■ Aim
Return, word for word, only the lines from the one containing "Expected behaviour: a marker sits on the half-timbered" through the last line of the entries.

■ Material for this task
↓

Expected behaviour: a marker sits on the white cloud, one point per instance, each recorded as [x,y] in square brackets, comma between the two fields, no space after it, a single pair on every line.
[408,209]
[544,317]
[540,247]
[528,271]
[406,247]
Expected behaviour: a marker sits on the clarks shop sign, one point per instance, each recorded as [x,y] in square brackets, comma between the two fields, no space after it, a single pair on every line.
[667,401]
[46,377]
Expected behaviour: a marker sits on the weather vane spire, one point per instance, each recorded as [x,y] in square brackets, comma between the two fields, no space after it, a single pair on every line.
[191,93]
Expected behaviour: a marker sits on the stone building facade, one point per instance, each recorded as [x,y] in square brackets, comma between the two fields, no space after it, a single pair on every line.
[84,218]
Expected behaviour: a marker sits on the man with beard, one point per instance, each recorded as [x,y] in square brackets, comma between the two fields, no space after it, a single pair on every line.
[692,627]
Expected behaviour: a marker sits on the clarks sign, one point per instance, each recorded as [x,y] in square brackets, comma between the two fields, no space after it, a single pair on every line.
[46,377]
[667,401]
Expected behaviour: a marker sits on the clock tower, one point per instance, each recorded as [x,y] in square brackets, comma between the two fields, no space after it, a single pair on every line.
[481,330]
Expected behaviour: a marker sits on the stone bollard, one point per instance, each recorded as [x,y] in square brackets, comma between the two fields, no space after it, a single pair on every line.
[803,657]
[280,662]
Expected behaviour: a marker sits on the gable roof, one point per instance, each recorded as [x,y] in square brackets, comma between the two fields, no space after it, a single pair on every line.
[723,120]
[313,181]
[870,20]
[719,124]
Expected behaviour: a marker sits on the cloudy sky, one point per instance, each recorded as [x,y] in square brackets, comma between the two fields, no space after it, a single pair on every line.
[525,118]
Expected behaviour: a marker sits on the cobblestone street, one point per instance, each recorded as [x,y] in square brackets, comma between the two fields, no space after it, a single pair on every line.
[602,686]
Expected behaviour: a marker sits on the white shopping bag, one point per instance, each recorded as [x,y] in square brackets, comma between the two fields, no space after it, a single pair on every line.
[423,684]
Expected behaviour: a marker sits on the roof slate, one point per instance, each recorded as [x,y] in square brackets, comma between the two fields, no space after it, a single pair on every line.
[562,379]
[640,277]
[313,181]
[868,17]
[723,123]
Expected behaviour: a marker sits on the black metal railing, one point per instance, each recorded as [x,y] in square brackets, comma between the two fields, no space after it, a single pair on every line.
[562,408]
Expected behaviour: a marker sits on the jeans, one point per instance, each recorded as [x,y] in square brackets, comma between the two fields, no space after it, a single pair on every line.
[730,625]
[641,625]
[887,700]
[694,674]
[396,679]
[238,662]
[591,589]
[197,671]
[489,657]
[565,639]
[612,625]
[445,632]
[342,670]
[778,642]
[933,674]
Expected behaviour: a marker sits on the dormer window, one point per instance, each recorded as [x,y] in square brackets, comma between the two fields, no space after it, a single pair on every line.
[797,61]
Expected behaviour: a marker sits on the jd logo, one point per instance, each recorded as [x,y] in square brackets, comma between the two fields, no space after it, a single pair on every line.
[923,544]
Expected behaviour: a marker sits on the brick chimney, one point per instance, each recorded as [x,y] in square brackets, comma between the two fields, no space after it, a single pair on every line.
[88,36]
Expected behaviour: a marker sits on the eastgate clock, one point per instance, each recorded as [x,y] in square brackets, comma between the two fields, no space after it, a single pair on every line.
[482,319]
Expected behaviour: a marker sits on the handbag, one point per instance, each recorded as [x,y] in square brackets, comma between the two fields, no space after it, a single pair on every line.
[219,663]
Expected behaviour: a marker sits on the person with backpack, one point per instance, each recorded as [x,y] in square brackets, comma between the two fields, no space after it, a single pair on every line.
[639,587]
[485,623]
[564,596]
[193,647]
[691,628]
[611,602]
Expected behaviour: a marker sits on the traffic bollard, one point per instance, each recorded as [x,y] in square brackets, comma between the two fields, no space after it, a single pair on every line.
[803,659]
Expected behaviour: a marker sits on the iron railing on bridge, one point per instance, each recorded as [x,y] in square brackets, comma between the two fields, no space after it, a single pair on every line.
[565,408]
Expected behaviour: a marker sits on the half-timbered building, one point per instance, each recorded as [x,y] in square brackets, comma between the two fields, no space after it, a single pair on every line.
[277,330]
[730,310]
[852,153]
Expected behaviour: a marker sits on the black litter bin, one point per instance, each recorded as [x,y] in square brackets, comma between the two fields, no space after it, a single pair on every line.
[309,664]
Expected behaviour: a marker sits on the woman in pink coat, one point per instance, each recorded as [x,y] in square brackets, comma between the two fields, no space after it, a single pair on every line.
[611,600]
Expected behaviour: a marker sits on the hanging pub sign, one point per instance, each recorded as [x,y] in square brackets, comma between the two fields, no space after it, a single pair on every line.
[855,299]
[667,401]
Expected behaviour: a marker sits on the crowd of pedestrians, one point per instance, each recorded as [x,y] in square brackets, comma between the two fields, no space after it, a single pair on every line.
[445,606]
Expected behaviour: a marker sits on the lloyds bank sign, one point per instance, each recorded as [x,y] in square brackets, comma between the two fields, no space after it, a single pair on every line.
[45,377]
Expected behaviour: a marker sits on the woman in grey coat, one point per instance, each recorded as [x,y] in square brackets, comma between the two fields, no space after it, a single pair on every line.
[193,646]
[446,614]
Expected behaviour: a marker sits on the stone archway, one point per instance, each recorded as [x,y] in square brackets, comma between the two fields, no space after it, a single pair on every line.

↑

■ Final answer
Expected behaviour: a marker sits on the half-timbered building, one point per instance, each recorded as [x,y] in square brackets, comma between the two fields, no space after it, a single pair on every line.
[277,330]
[730,310]
[852,153]
Expected behaviour: a marker sits on the black litter bin, one point per instance, each recorded as [x,y] in square brackets, comma between the two fields, no space after it, a single pair on every line.
[309,664]
Expected behaviour: a marker sits on the woman in pink coat, one point per instance, each recorded as [x,y] in square brackets, comma between the two fields, no space after it, a single pair on every line.
[611,600]
Expected behaviour: a marker sits on the hanging pub sign, one point per instance, each recorded as [x,y] in square brackets, comma between the two fields, no space after it, a single pair on every line.
[855,299]
[667,401]
Expected behaviour: a marker sits on the crowd of pedestrians, one point per instance, each recorded as [x,y] in square brackets, comma between the two fields, no space after it, a single pair on every line.
[445,606]
Expected behaviour: a marker sits on the lloyds bank sign, one point per instance, each recorded as [x,y] in square brackets, comma between the two fields, no space after it, a single pair on every line.
[45,377]
Expected behaviour: a marker sits on the woman in grey coat, one point per instance, each recorded as [x,y] in square brackets, comma between the two fields, no space after it, a single pair on every line.
[193,646]
[446,614]
Expected behaviour: a marker sits on the stone archway, one point per instance, each recorded as [x,y] in square brackets, comma between the two fields, no space after it, a single pair on every line.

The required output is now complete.